Start of GIVEN PASSAGE

(Bonjour. I am Lindy I have lived in the beautiful city of Paris since 2009, and I would like to share my personal top 10 things to do in Paris if you are visiting on a shoestring, or just if you want to get away from the madding crowd at the Eiffel tower!)

petit palais 3

4 – The ‘Petit Palais’

The ‘Grand Palais’ and the ‘Petit Palais’ are situated in the 8th ‘arrondissement’ on opposite sides of ‘Avenue Winston Churchill’, which lies mid way down the lovely tree lined lower part of the ‘Champs Elysees’ between the ‘Place du rond point’ and ‘Place de la Concorde’, and are a stones throw from metro station ‘Champs Elysees Clemenceau’ which is served by metro lines 1 and 13.

Built in 1900 for the ‘Exposition Universelle’, the imposing Grand Palais with its enormous glass dome houses temporary, usually prestigious, art exhibitions and prices vary accordingly.

The more discreet and more classically designed Petit Palais’ which is, in my opinion one of the loveliest buildings in the city, has been home to the ‘Musée des Beaux Arts de la ville de Paris’ since 1902, and also plays host to temporary exhibitions for which there is a fee, but as one of the 14 ‘Museums of the city of Paris’ all permanent exhibitions are entirely free.

(Please note that during popular temporary exhibitions there is often a queue at the main entrance, if you are visiting the permanent collection only there is a smaller entrance down some stairs to the right of the main entrance)

The Petit Palais stretches either side of a palatial stone staircase leading to a magnificent arched gateway, fabricated in glass and wrought iron and surrounded by an intricate stone arch, which is a joy to behold and photograph in both daylight and floodlit during the evening. (there is access for wheelchair users on Avenue Detuit situated at the back of the building accessible from the Champs Elysees)

Petit Palais 2

The majestic main entrance to ‘Le Petit Palais’

The interior of the building is every bit as impressive as the exterior. From the elegant wrought iron staircases, and wonderful mosaic floors and beautiful decorative murals to the fabulous stained glass ‘Cupole’.

It is constructed in four wings enclosing a tranquil ‘Moroccan’ style garden with a central pool surrounded by shady exotic plants and a semi circular peristyle that boasts a frescoed, vaulted ceiling depicting the hours of the day, day and night and female allegories of the four seasons.

Overlooking the garden is the café where you can enjoy an excellent ‘Café Gourmond’ or a selection of pasta dishes, sandwiches, and ‘soupe de jour’ with prices starting at under 5 euro. They also offer a glass of Bordeaux for a modest 4 euro! This is a convenient place to take a break after a morning shopping and sightseeing on the Champs Elysees, and there are clean free toilets to be found both in the café and in the basement of the museum.

End of GIVEN PASSAGE

▸ OBJECTIVE A
Transcribe the records from their first line up to and including the line with "[78,92,997,683]".

Start of TASK MATERIAL

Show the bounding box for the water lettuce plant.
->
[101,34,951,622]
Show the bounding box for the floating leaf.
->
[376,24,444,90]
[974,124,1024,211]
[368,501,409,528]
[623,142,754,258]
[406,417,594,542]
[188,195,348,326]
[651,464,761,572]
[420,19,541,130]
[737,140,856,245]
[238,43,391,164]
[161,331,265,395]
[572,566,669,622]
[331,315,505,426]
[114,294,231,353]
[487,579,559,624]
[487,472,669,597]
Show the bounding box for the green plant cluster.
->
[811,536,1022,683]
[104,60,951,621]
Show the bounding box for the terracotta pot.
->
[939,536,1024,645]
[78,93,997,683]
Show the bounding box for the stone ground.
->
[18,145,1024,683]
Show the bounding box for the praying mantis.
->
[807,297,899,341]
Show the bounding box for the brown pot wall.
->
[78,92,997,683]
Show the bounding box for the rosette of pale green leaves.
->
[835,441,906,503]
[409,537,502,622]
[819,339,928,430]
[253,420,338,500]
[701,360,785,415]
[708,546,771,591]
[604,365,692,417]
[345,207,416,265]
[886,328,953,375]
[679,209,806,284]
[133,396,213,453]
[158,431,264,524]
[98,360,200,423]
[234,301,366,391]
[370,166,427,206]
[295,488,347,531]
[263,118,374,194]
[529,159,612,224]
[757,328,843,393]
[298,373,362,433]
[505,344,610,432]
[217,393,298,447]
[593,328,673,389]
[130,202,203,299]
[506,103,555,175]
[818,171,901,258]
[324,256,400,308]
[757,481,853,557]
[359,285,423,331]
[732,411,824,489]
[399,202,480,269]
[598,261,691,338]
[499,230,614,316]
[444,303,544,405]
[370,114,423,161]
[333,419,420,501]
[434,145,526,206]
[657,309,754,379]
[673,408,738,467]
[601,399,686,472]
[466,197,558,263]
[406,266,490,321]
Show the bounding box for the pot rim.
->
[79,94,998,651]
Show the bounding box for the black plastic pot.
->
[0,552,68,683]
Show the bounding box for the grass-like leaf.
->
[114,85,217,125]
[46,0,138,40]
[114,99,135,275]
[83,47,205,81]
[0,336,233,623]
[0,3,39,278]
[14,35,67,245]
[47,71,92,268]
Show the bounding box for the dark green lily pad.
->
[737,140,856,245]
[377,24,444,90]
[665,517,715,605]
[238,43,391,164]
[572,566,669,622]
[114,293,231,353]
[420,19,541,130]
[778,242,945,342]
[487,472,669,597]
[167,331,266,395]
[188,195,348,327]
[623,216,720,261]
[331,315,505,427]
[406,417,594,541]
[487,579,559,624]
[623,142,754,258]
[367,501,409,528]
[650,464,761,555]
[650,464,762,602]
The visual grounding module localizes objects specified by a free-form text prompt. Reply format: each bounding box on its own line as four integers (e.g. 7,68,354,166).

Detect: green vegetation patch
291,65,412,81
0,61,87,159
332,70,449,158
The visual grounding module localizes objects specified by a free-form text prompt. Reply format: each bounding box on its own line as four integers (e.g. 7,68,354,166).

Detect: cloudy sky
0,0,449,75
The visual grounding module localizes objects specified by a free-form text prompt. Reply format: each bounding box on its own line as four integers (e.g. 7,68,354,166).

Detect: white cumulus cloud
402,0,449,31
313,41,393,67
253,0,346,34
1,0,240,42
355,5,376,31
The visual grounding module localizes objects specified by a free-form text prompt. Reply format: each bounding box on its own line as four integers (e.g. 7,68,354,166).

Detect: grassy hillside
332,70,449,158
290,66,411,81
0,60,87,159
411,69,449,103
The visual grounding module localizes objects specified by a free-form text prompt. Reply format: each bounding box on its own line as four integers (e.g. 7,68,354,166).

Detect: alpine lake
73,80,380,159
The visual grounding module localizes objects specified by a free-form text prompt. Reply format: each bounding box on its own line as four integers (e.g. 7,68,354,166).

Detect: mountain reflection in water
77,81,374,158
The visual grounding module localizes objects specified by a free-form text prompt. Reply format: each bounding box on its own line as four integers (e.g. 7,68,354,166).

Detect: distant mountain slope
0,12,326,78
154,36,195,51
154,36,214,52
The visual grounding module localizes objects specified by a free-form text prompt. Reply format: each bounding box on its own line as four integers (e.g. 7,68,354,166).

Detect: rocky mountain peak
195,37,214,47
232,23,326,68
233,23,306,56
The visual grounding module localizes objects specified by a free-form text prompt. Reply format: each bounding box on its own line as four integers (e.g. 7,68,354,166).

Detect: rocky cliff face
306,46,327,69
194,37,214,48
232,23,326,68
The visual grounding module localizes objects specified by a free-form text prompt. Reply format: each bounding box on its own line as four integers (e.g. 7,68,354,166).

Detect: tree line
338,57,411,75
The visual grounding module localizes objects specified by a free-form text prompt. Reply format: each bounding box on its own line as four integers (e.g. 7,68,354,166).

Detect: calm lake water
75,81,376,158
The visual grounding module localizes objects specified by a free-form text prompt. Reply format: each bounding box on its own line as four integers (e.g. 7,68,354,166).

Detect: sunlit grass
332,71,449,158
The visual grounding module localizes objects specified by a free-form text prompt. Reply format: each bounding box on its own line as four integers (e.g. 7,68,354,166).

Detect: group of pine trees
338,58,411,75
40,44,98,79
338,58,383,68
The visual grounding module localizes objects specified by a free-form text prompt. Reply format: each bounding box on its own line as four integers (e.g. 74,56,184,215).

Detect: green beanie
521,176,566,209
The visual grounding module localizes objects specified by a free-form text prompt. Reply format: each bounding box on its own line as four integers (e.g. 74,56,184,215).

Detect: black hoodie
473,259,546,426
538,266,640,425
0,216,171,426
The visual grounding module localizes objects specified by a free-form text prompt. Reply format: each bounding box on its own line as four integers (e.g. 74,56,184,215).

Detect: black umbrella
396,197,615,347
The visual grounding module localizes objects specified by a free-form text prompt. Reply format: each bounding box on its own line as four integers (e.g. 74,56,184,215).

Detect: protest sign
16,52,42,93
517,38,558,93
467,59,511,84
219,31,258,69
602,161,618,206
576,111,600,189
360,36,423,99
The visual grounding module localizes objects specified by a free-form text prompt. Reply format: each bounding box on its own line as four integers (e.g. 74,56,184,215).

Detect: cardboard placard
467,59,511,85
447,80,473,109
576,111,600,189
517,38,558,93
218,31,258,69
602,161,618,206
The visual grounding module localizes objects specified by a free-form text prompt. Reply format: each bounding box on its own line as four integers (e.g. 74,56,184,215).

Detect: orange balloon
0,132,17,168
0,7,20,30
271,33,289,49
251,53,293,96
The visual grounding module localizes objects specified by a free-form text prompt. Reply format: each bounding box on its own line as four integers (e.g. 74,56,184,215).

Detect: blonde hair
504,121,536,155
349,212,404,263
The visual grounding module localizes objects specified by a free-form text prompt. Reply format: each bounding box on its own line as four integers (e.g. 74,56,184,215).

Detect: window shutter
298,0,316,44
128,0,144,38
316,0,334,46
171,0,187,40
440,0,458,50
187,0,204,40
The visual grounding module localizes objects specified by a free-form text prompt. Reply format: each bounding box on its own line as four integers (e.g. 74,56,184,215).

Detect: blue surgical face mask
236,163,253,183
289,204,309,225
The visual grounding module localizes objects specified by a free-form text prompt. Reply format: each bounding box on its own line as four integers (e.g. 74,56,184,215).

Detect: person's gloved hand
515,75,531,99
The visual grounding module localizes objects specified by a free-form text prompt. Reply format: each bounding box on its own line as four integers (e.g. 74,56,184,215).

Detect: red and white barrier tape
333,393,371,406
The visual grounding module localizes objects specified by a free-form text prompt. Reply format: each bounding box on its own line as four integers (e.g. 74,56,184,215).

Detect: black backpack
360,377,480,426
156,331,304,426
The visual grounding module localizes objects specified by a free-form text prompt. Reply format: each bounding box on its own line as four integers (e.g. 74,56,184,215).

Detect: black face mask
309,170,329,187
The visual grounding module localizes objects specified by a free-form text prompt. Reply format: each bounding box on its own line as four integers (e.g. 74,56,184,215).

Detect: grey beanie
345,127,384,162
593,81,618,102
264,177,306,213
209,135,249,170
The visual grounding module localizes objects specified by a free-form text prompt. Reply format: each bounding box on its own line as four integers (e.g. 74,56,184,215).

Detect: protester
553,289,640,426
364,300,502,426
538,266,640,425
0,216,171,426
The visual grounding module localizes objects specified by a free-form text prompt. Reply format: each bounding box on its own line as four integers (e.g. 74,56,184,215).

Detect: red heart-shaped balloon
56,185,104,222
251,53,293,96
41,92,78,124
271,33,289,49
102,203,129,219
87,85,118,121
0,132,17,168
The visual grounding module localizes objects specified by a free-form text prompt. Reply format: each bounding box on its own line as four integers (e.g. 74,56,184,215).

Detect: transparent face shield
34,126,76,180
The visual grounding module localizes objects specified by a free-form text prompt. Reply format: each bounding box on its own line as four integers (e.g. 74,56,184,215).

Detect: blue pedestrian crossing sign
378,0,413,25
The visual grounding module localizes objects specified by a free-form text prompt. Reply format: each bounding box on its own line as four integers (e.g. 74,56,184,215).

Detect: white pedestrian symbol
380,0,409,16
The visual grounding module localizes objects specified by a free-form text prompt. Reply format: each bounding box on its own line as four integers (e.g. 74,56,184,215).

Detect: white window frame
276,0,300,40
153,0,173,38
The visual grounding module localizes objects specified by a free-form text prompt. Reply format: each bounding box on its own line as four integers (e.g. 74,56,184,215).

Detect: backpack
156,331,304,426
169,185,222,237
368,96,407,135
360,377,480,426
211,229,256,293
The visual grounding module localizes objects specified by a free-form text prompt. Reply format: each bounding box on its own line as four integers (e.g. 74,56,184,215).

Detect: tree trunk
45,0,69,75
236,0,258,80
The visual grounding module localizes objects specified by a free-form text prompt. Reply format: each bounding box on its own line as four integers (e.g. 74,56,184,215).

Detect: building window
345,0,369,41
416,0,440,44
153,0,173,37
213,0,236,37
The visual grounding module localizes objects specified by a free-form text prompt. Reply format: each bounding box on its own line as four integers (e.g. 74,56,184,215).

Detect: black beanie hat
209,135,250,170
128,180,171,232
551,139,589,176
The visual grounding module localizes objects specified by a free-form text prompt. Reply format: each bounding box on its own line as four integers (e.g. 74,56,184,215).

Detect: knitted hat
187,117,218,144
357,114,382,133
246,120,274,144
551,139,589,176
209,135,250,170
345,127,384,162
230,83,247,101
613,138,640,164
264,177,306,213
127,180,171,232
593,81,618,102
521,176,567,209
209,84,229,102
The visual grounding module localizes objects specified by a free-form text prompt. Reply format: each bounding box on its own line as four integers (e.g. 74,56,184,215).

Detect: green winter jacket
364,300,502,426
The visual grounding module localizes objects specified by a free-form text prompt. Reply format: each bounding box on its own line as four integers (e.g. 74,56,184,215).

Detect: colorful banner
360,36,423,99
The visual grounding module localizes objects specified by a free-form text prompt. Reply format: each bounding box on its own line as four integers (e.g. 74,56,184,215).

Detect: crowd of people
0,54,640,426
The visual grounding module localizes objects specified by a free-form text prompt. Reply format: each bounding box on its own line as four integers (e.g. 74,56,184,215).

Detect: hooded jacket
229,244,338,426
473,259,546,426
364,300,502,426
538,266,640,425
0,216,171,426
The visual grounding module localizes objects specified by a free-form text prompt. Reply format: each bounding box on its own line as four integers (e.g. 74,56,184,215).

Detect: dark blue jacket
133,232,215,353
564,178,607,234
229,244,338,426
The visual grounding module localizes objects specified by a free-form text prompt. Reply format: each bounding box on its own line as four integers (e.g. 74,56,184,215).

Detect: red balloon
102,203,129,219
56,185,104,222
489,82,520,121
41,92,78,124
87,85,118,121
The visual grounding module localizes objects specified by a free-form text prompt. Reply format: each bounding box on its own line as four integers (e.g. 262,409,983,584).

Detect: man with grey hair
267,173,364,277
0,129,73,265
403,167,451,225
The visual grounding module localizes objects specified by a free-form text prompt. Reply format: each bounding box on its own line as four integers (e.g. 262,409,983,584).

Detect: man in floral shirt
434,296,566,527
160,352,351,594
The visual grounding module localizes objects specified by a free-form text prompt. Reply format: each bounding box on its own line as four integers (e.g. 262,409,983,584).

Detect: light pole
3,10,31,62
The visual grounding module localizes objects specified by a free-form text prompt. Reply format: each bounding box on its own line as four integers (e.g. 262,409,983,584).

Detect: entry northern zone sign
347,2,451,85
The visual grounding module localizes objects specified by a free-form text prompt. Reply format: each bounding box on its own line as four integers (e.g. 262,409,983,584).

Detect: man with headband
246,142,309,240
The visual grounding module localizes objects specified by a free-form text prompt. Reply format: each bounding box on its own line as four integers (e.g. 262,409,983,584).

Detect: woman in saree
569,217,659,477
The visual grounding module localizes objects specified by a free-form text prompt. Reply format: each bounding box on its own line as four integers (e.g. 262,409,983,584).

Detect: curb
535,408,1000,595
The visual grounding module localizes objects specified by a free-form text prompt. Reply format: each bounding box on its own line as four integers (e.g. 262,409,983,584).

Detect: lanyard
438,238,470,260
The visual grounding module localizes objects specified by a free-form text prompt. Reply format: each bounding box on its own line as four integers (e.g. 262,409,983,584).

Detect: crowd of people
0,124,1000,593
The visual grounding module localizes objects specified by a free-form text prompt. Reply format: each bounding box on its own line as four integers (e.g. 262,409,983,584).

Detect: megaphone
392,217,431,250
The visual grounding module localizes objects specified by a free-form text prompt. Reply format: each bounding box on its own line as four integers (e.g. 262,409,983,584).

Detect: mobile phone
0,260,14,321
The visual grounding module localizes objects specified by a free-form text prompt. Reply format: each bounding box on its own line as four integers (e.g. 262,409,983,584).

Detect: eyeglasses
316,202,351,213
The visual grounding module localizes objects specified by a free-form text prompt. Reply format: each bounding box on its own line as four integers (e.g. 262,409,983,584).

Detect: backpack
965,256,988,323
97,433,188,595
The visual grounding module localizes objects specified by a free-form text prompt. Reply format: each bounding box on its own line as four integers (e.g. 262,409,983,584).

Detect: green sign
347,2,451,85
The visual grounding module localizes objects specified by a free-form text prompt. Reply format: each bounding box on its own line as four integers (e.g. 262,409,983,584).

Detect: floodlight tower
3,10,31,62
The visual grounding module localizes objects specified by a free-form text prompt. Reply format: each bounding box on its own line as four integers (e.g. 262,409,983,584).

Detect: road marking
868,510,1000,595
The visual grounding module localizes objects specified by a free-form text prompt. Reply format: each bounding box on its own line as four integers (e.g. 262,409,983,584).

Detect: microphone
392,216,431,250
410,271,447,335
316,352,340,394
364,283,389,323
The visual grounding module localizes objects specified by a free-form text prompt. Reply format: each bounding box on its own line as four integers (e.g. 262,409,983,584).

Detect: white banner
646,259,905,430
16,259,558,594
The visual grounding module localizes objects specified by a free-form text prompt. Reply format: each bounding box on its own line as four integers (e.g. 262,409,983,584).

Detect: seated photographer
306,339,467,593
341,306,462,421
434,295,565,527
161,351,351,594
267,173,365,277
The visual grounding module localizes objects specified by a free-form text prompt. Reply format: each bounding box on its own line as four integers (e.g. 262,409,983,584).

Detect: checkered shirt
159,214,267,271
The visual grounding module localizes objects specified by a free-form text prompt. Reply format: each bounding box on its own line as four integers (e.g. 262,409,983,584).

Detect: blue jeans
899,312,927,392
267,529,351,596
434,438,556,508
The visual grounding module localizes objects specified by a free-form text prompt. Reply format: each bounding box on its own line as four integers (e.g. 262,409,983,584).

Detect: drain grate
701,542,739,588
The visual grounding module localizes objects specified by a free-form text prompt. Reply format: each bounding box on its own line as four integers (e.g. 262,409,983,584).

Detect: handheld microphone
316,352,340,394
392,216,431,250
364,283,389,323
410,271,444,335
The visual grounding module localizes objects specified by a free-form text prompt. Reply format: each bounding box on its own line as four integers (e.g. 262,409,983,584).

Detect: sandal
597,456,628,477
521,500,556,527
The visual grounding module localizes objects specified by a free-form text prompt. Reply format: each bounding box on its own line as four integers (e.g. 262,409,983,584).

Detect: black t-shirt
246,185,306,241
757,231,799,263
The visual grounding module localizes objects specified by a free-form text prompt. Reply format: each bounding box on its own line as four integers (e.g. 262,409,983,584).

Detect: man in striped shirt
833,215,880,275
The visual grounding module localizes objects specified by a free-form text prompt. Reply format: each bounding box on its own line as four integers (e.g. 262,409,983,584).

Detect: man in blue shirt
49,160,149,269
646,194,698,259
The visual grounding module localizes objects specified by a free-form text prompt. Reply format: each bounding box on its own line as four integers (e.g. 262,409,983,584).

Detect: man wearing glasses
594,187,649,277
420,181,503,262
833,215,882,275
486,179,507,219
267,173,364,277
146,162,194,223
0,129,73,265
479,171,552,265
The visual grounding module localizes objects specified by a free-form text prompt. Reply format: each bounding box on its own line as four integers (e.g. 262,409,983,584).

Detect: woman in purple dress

End of TASK MATERIAL

▸ OBJECTIVE B
Restate word for word the part of the passage on the Petit Palais from "Built in 1900" up to and including "prices vary accordingly.".

▸ COMPLETE ANSWER A
Show the bounding box for the water lettuce plant.
->
[101,34,951,622]
Show the bounding box for the floating leaf.
->
[376,24,444,90]
[974,124,1024,211]
[368,501,409,528]
[623,142,754,258]
[406,417,594,542]
[188,195,348,326]
[651,464,761,572]
[420,19,541,130]
[737,140,856,245]
[238,43,391,164]
[161,331,265,395]
[572,566,669,622]
[331,315,505,426]
[114,294,231,353]
[487,579,559,624]
[487,472,669,597]
Show the bounding box for the green plant cluster.
->
[811,536,1022,683]
[104,60,951,621]
Show the bounding box for the terracotta pot.
->
[939,536,1024,645]
[78,93,997,683]
Show the bounding box for the stone ground.
->
[18,145,1024,683]
Show the bounding box for the praying mantis.
->
[807,297,899,341]
Show the bounding box for the brown pot wall.
->
[78,92,997,683]

▸ COMPLETE ANSWER B
Built in 1900 for the ‘Exposition Universelle’, the imposing Grand Palais with its enormous glass dome houses temporary, usually prestigious, art exhibitions and prices vary accordingly.